▶ [What you are asked to do] Word for word, set down every line of the entries below from the line with "Target: blue and white wall ornament" to the line with "Pixel coordinates per instance, written like (71,110).", including both, and no other line.

----------

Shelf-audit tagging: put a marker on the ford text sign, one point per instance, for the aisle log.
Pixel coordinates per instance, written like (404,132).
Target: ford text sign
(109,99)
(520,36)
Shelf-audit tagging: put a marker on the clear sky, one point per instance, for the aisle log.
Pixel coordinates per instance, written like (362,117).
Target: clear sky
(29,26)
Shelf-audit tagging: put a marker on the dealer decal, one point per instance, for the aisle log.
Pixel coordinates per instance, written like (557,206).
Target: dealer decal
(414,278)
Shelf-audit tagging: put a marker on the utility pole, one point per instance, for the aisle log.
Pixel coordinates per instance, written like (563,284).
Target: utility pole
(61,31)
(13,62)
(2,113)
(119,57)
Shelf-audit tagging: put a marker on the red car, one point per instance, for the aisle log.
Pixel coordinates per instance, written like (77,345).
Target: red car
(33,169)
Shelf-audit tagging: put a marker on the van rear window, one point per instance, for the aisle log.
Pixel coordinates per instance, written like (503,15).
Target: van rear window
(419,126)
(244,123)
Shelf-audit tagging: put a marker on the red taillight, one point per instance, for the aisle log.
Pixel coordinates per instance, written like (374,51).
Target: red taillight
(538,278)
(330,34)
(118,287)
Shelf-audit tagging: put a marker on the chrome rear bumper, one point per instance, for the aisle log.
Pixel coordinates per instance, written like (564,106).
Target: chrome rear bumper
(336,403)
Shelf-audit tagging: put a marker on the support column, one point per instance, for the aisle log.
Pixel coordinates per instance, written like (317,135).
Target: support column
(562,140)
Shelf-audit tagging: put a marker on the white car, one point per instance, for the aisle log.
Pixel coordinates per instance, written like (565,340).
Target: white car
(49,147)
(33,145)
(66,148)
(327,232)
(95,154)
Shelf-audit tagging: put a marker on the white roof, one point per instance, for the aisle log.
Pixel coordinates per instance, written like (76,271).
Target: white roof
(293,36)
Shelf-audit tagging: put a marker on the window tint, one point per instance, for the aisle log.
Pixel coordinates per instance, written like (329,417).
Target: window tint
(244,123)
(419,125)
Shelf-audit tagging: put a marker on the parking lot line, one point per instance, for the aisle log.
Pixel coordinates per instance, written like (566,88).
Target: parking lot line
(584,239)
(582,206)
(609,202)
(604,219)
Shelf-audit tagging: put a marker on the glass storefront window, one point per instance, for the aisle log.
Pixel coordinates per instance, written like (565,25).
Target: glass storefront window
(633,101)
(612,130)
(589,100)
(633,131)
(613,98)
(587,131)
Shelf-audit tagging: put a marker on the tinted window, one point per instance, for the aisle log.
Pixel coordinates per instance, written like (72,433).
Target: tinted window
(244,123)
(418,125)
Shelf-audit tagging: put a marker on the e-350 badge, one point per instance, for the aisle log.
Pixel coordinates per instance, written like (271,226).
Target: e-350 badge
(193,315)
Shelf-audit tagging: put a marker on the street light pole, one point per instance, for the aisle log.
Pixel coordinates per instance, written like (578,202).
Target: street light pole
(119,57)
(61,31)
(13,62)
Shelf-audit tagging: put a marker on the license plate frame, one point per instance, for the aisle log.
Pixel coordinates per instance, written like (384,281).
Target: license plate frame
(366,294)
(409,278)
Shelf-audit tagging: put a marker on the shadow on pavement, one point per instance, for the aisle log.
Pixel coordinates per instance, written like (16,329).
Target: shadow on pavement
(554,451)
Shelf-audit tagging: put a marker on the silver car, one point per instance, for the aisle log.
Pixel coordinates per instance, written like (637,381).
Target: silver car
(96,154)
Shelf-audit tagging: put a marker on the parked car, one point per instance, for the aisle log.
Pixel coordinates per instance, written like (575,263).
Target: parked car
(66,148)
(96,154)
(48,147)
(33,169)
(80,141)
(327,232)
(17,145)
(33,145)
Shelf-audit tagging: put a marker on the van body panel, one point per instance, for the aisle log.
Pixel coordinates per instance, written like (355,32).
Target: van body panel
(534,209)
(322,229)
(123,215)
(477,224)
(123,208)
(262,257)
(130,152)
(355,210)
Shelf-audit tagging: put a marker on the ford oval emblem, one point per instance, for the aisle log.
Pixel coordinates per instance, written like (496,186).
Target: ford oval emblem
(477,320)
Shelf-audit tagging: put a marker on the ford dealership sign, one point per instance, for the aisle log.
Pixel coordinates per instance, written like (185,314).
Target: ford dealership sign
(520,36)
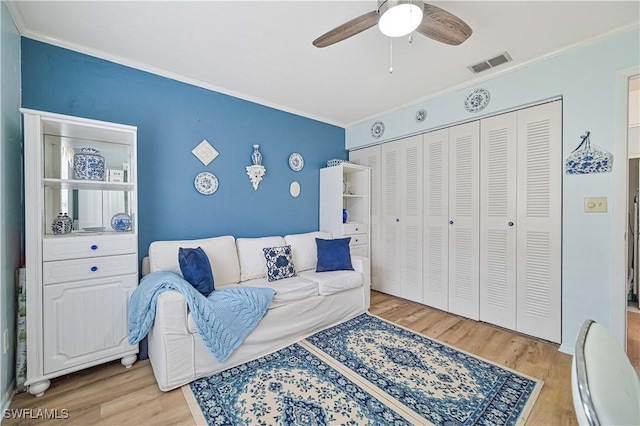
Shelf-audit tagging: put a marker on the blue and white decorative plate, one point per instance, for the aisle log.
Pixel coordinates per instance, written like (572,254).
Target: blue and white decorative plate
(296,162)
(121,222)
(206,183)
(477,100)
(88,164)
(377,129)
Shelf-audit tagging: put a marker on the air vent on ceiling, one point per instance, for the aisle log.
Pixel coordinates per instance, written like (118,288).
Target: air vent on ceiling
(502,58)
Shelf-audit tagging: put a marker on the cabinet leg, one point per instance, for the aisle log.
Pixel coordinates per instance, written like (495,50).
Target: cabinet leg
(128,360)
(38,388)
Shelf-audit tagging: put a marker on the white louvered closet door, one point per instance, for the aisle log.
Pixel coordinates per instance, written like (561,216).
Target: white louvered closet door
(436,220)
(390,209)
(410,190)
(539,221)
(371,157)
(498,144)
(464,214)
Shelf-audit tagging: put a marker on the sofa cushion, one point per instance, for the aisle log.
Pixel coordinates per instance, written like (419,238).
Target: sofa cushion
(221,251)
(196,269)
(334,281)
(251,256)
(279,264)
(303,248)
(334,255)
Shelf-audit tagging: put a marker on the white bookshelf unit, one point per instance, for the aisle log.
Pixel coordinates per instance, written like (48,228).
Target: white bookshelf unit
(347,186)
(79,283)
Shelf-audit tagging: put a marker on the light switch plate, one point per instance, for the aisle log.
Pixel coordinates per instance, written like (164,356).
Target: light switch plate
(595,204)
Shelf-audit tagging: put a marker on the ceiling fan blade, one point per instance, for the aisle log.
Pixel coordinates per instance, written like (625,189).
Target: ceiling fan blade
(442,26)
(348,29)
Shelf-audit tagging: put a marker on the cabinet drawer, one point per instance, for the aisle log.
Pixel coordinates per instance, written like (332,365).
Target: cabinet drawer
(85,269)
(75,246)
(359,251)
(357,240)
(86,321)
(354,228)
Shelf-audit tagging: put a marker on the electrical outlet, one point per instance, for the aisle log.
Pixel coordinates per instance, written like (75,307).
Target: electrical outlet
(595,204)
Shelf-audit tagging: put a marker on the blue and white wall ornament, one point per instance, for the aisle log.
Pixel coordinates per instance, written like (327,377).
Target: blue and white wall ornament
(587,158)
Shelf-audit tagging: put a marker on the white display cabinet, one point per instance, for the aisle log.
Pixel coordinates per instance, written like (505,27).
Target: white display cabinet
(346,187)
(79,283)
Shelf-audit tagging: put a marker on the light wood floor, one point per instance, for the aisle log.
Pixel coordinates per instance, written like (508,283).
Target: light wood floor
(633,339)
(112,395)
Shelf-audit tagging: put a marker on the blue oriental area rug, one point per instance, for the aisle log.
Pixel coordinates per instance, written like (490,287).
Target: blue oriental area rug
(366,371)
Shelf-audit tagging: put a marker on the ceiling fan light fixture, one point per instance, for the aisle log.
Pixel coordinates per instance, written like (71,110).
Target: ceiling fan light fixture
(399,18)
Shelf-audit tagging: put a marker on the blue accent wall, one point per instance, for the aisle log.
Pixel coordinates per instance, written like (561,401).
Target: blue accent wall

----------

▶ [Answer]
Target: blue and white wall ornament
(587,158)
Shelf-audit tagging: put a marker on the white display cabinet, one point per instance, for the aisle log.
Pixel coordinates per instance, written like (505,27).
Target: white display cabinet
(346,187)
(79,283)
Shelf-audit tagging: put a marker on the light wood floor, one point per instance, for the aisle log.
Pixel coordinates per instance, written like (508,283).
Target: light wood floor
(633,339)
(112,395)
Shelf-audit tagging: put a marker on the blue oriental area rug, one point per instance, for the aisle log.
Pixel coordinates per instance, written like (490,287).
Target: blue oriental area rug
(366,371)
Shelf-audit tagging: put a marker on the ceiling fan light fixture, one point per instance, for the aisle log.
Pixel coordinates per instance, written like (71,110).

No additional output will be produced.